-- begin Given records --

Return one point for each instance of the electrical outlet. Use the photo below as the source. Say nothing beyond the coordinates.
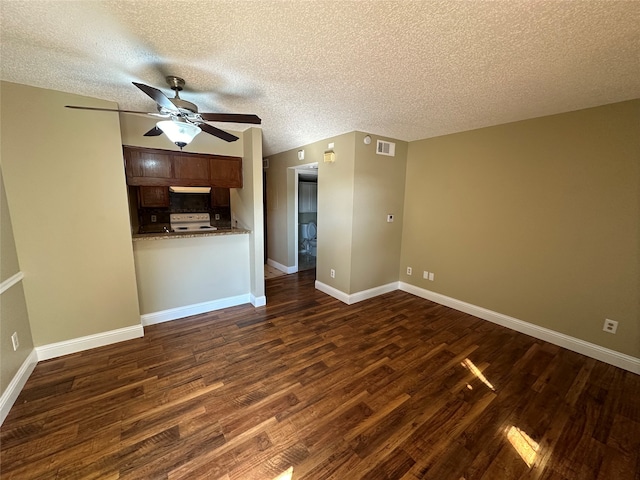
(610, 326)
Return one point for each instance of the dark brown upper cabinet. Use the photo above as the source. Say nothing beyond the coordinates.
(145, 164)
(191, 168)
(153, 196)
(220, 197)
(226, 172)
(154, 167)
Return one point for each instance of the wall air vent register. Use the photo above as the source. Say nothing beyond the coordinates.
(386, 148)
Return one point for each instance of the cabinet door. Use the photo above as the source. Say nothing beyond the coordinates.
(220, 197)
(226, 172)
(189, 168)
(144, 164)
(154, 196)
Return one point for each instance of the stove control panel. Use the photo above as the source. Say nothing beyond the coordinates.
(189, 217)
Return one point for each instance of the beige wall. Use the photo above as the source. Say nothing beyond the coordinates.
(66, 192)
(13, 307)
(378, 191)
(246, 208)
(539, 220)
(355, 194)
(182, 272)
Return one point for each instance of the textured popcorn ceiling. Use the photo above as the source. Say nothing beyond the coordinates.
(314, 69)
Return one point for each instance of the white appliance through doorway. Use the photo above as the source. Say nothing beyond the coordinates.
(305, 209)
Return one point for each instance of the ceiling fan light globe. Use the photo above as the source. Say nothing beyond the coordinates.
(179, 132)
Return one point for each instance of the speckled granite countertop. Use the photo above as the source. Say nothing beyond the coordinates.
(172, 235)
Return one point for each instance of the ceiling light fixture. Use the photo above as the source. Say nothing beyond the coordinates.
(179, 131)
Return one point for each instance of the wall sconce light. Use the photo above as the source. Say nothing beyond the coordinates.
(329, 156)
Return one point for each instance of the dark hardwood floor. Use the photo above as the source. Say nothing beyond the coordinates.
(395, 387)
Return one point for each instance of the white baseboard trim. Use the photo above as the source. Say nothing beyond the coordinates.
(621, 360)
(80, 344)
(195, 309)
(258, 301)
(16, 385)
(350, 299)
(282, 268)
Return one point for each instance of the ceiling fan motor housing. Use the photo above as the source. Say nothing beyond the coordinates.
(183, 104)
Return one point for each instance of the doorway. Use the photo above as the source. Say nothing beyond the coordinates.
(307, 216)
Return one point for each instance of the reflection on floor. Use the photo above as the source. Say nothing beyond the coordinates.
(306, 262)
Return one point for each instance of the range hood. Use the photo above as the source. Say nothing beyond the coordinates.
(190, 189)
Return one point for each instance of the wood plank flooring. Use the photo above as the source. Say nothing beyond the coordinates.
(395, 387)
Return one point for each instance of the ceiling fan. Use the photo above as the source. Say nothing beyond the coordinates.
(182, 119)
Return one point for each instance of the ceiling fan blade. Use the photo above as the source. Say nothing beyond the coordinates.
(159, 97)
(154, 132)
(231, 117)
(211, 130)
(108, 110)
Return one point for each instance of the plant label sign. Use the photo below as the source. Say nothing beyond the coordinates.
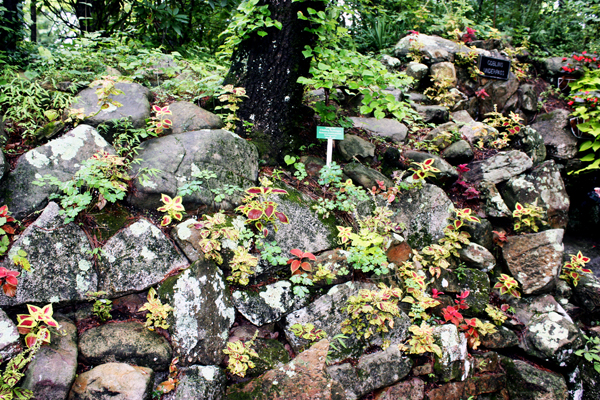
(330, 133)
(495, 68)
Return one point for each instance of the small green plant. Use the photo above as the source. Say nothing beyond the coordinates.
(101, 307)
(172, 208)
(507, 284)
(242, 266)
(157, 313)
(527, 217)
(573, 270)
(591, 352)
(371, 312)
(36, 325)
(239, 356)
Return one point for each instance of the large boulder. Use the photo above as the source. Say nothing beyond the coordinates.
(60, 158)
(326, 313)
(304, 378)
(534, 259)
(203, 313)
(373, 371)
(180, 157)
(424, 214)
(544, 186)
(136, 258)
(113, 381)
(499, 167)
(61, 262)
(201, 382)
(128, 342)
(187, 117)
(52, 371)
(135, 100)
(386, 127)
(554, 127)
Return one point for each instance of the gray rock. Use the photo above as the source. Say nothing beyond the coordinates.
(458, 153)
(201, 382)
(60, 158)
(528, 98)
(494, 206)
(180, 156)
(531, 143)
(61, 263)
(417, 71)
(544, 186)
(526, 382)
(447, 172)
(554, 127)
(434, 49)
(424, 212)
(270, 304)
(443, 71)
(127, 342)
(372, 372)
(10, 344)
(135, 100)
(326, 314)
(364, 176)
(453, 364)
(136, 258)
(474, 131)
(354, 146)
(187, 117)
(52, 371)
(113, 381)
(433, 114)
(203, 313)
(461, 117)
(550, 333)
(499, 167)
(386, 127)
(534, 259)
(477, 256)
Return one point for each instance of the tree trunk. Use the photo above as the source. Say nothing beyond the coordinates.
(268, 68)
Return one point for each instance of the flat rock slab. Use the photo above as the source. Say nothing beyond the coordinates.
(372, 372)
(325, 313)
(136, 258)
(61, 262)
(534, 259)
(60, 158)
(52, 372)
(180, 156)
(543, 186)
(187, 117)
(203, 313)
(304, 378)
(498, 168)
(128, 342)
(113, 381)
(270, 304)
(386, 127)
(135, 100)
(201, 382)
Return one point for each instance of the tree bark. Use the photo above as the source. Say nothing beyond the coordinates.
(268, 68)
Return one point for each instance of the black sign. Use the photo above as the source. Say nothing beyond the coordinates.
(496, 68)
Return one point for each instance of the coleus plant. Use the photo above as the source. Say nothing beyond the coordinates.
(260, 210)
(36, 324)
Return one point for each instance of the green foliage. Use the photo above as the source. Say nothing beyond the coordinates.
(371, 312)
(585, 93)
(591, 352)
(157, 313)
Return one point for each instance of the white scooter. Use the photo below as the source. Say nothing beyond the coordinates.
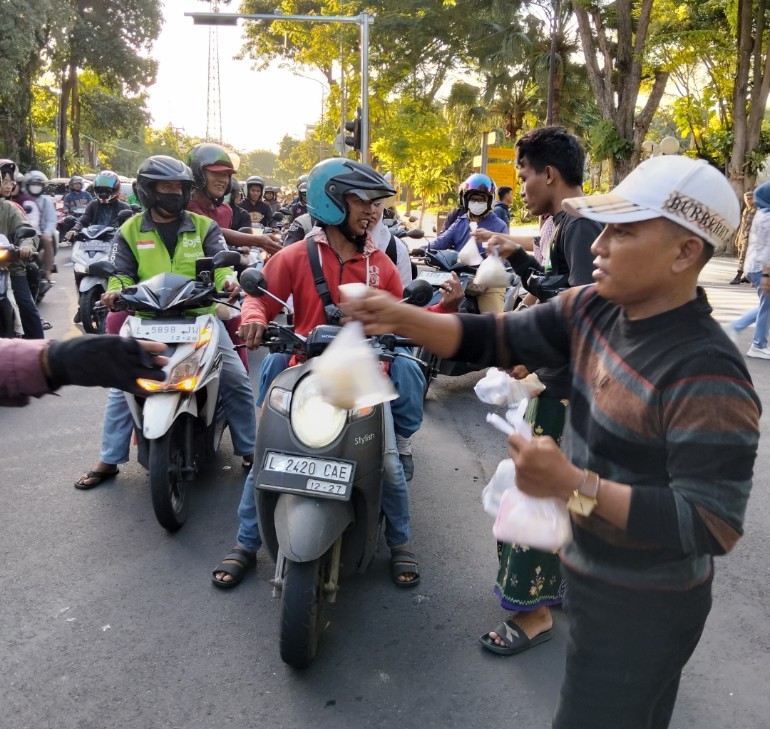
(179, 423)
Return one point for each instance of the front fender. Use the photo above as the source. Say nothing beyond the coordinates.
(307, 527)
(162, 409)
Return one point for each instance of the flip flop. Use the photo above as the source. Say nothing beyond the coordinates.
(403, 562)
(240, 560)
(514, 637)
(99, 477)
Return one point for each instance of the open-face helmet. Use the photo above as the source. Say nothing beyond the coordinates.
(329, 181)
(106, 186)
(162, 168)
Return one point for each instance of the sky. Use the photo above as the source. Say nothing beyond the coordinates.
(258, 107)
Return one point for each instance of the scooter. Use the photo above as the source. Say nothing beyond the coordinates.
(443, 263)
(179, 422)
(90, 245)
(8, 252)
(318, 479)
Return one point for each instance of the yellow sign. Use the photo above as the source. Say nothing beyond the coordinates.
(502, 174)
(501, 153)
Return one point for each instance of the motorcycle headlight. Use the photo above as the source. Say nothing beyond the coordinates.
(184, 376)
(315, 422)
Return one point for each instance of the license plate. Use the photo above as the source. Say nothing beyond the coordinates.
(435, 278)
(302, 474)
(167, 333)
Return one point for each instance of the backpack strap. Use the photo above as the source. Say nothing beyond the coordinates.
(392, 250)
(318, 275)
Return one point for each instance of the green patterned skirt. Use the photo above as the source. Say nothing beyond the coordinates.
(528, 578)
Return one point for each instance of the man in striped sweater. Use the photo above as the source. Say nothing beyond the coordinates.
(663, 433)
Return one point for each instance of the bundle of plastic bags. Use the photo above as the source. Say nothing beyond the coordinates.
(542, 523)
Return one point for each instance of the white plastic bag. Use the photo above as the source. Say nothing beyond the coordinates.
(491, 273)
(349, 372)
(539, 523)
(469, 254)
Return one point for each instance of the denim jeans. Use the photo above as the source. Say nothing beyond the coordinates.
(763, 314)
(395, 499)
(234, 392)
(625, 652)
(28, 313)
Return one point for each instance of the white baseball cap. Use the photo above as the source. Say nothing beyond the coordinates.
(689, 192)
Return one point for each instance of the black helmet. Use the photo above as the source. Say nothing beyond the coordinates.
(157, 168)
(329, 181)
(208, 156)
(7, 167)
(106, 186)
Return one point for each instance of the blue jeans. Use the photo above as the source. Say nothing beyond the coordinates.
(28, 313)
(763, 314)
(395, 499)
(234, 392)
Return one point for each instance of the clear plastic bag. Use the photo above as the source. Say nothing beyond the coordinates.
(349, 371)
(492, 273)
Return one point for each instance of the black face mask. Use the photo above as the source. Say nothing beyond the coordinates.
(169, 204)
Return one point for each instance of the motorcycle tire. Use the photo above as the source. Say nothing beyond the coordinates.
(167, 485)
(301, 602)
(429, 364)
(93, 322)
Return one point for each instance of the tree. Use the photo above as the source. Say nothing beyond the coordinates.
(620, 63)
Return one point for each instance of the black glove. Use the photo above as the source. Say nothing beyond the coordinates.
(101, 361)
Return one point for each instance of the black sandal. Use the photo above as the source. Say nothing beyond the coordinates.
(240, 560)
(97, 477)
(403, 562)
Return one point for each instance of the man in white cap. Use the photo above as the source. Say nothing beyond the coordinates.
(663, 433)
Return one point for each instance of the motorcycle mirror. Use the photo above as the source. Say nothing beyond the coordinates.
(418, 293)
(253, 282)
(102, 269)
(226, 258)
(23, 232)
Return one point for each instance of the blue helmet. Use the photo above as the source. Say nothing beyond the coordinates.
(329, 181)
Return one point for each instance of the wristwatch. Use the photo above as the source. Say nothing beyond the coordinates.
(583, 499)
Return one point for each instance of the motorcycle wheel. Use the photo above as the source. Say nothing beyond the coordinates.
(429, 363)
(93, 322)
(301, 601)
(167, 485)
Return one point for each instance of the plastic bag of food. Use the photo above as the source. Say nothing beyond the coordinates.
(349, 371)
(491, 273)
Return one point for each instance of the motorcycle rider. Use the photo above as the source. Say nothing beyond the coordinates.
(212, 171)
(298, 206)
(35, 182)
(172, 239)
(271, 198)
(105, 208)
(253, 204)
(12, 218)
(341, 196)
(76, 197)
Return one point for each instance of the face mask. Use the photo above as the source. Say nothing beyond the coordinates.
(169, 203)
(477, 208)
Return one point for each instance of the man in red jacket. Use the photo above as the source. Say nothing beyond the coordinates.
(341, 196)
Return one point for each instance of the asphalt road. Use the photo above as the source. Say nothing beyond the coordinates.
(108, 621)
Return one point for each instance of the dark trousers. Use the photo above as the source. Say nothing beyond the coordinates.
(30, 316)
(626, 652)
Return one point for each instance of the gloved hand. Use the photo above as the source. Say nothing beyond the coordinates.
(104, 361)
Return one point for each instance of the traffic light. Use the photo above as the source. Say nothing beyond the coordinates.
(354, 127)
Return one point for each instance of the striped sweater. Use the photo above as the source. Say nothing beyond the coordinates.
(663, 402)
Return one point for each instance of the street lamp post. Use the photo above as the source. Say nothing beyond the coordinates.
(363, 20)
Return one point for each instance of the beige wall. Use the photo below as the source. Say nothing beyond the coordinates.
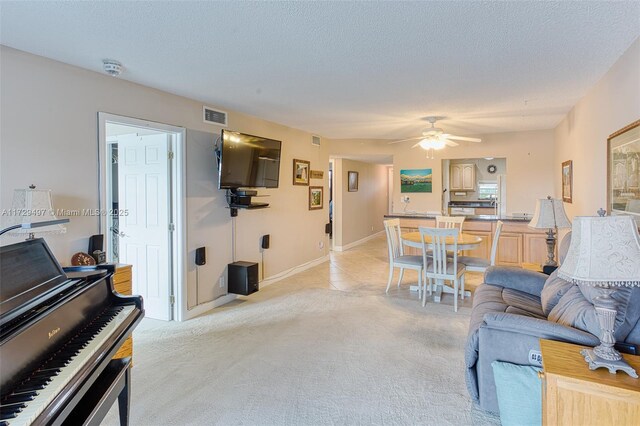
(529, 157)
(359, 214)
(49, 138)
(582, 136)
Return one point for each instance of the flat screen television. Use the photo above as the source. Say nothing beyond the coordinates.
(248, 161)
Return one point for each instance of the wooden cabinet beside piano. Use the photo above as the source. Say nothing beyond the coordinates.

-- end Given records --

* _Problem statement_
Beginning at the line that contains "Return one point for each instance of the plastic", give the remaining lines of the records again exactly, through the last one. Leave out pictures.

* _Complete output_
Return one point for each instance of the plastic bag of food. Use the photo above as the source. Say nothing beyond the coordinates.
(349, 371)
(491, 273)
Return one point for each instance of the motorcycle rider. Use the photo above as the source. Say nothing beyond the coordinates.
(212, 171)
(298, 206)
(35, 182)
(172, 239)
(271, 198)
(105, 208)
(253, 204)
(12, 218)
(341, 196)
(76, 197)
Return one point for each instance of the face mask. Use the photo above as the source. Say nothing beyond the coordinates.
(169, 203)
(477, 208)
Return one point for each instance of the man in red jacket. Use the photo above as the source. Say nothing beyond the coordinates.
(341, 196)
Return one point for each instance of the asphalt road. Use the photo above as the source. Say nothing beyond the coordinates.
(108, 621)
Return one point for each instance of the dark trousers. Use the photo above as the source. Say nothing beyond the coordinates.
(30, 316)
(626, 652)
Return one point for each instance of the gloved hand. Use the photo above as the source. Say nothing beyond the coordinates.
(104, 361)
Return one point for each instance of the traffic light. Use the photo above as the source. Say nothing beyond the coordinates.
(354, 127)
Return one point for each instance of the striped sweater. Use the photo above as the source. Say nothing beyond the coordinates.
(663, 402)
Return one point for each instance of the street lamp post. Use the photo above as the source. Say nothing beyond the coordinates.
(363, 20)
Return one point for each instance of the beige wall. Use the photo below as the source. Say nothing beyond the coordinates.
(529, 157)
(359, 214)
(49, 138)
(582, 136)
Return one point for each instance of the flat screen television. Use the photo above as the source. Say nothing beyond the coordinates.
(248, 161)
Return one point for each instance of the wooden cabinet beside piano. Use the photo above as the source. Say nothing beyond the coordinates.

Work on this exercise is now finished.